> **TASK A**: Show each line of the rows below that contains the string "small", matching case exactly.

> **DOCUMENT SEGMENT**:
+---+

2. Three pointers from the end
Place the LARGEST element at the END. Pointers i, j walk from m-1 and n-1; write head k starts at m+n-1.
- Time
- O(m + n)
- Space
- O(1)
function merge(nums1, m, nums2, n) {
let i = m - 1, j = n - 1, k = m + n - 1;
while (j >= 0) {
if (i >= 0 && nums1[i] > nums2[j]) {
nums1[k--] = nums1[i--];
} else {
nums1[k--] = nums2[j--];
}
}
}Tradeoff: O(1) extra space. Working backwards avoids overwriting unread values in nums1.
Databricks-specific tips
Databricks grades the back-to-front insight specifically — this is the trick that lets an external merge sort spill to a single output buffer without an extra allocation. Be ready to extend to K-way merge during shuffle. The bonus signal is articulating WHY backwards works: forward merge requires extra space because writes would clobber unread elements in nums1.

+---+

> **TASK B**: Translate this sentence from the notes on merging arrays from the end into Spanish: "Working backwards avoids overwriting unread values in nums1."

> **RECORDED INFORMATION**:
+---+

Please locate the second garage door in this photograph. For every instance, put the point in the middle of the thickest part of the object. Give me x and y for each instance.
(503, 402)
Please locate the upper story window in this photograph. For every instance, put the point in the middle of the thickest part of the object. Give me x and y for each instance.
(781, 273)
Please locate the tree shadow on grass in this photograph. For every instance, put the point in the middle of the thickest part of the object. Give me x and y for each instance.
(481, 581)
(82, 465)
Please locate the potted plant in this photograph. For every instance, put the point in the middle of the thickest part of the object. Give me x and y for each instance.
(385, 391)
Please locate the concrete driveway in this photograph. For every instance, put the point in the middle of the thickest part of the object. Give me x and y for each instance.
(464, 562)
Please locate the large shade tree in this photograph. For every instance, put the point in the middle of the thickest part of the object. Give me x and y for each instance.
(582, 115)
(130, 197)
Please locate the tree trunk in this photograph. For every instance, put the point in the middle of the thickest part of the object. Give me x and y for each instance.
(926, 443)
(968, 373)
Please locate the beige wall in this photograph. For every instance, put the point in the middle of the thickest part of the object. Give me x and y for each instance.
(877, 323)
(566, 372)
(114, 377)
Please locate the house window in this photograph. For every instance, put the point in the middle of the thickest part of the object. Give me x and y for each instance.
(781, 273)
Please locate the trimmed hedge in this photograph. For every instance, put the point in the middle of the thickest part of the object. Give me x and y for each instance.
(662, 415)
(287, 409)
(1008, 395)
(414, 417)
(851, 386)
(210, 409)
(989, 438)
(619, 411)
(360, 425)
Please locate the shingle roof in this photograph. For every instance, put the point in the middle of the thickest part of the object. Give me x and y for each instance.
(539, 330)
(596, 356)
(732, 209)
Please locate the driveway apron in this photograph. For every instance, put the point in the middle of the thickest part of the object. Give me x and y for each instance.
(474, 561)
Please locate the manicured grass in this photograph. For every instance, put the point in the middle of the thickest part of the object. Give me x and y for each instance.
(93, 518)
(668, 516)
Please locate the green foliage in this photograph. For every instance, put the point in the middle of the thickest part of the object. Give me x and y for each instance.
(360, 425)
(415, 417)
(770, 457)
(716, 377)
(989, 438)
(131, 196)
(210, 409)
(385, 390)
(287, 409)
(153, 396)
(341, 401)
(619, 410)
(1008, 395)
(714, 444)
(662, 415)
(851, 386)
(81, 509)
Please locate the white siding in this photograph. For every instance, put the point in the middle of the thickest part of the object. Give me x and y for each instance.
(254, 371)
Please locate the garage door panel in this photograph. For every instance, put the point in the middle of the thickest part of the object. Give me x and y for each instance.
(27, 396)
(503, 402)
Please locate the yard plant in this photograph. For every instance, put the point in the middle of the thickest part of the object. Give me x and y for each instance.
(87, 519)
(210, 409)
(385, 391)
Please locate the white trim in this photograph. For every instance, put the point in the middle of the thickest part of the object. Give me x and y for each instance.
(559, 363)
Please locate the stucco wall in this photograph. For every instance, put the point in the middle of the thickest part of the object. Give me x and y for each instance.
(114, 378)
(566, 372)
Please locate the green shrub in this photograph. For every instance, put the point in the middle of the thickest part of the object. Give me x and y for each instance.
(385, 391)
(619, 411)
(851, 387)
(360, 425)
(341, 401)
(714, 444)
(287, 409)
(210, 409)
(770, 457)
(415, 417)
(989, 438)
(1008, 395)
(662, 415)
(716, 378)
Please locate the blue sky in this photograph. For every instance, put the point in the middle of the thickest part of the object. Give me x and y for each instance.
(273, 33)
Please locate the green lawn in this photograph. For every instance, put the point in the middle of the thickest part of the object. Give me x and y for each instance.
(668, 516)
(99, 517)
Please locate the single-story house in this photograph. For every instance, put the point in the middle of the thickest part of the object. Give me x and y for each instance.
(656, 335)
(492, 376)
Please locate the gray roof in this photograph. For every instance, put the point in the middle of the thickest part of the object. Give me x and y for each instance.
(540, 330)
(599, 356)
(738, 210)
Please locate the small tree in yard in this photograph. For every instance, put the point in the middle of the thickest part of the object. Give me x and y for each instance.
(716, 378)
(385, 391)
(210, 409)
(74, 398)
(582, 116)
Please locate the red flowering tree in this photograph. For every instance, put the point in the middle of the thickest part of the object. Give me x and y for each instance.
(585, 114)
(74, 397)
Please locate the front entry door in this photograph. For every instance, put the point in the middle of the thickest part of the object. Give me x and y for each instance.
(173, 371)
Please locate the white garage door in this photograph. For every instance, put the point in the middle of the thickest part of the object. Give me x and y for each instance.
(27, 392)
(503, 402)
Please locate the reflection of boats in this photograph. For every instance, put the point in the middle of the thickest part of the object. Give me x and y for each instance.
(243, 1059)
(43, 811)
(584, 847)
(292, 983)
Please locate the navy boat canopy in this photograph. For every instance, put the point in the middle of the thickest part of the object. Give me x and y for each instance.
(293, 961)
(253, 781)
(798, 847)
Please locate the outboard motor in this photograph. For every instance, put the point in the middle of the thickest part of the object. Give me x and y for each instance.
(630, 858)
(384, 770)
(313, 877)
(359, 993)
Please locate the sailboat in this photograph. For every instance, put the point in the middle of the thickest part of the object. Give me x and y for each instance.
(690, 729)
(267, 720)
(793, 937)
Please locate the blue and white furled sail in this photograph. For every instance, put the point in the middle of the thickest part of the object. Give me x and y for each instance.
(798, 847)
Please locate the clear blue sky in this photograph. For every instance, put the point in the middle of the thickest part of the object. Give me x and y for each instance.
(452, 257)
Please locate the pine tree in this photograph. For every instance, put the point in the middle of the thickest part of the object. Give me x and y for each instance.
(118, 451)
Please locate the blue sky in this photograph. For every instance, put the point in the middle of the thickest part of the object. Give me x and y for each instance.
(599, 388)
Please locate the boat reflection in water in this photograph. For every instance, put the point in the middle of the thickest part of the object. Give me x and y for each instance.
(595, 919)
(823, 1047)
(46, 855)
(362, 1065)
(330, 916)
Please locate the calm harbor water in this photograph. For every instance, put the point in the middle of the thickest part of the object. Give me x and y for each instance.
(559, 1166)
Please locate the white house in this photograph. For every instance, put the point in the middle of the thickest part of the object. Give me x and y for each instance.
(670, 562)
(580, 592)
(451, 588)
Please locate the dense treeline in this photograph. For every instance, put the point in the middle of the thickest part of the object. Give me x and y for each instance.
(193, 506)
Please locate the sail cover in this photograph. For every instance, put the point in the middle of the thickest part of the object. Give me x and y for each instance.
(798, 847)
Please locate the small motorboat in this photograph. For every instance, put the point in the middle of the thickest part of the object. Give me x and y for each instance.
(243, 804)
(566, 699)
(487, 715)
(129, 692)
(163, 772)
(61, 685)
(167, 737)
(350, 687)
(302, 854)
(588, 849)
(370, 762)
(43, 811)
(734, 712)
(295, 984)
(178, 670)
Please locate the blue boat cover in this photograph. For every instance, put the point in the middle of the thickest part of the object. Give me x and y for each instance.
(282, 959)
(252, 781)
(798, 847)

+---+

> **COMPLETE OUTPUT A**:
Please locate the small tree in yard in this photograph. For every instance, put the point in the middle of the thickest part of the object. Give me x and y for each instance.
Please locate the small motorboat in this photograph. For every instance, put the point in the middle of the thickest part of the object. Give me x and y for each instance.

> **COMPLETE OUTPUT B**: Trabajar hacia atrás evita sobrescribir los valores no leídos en nums1.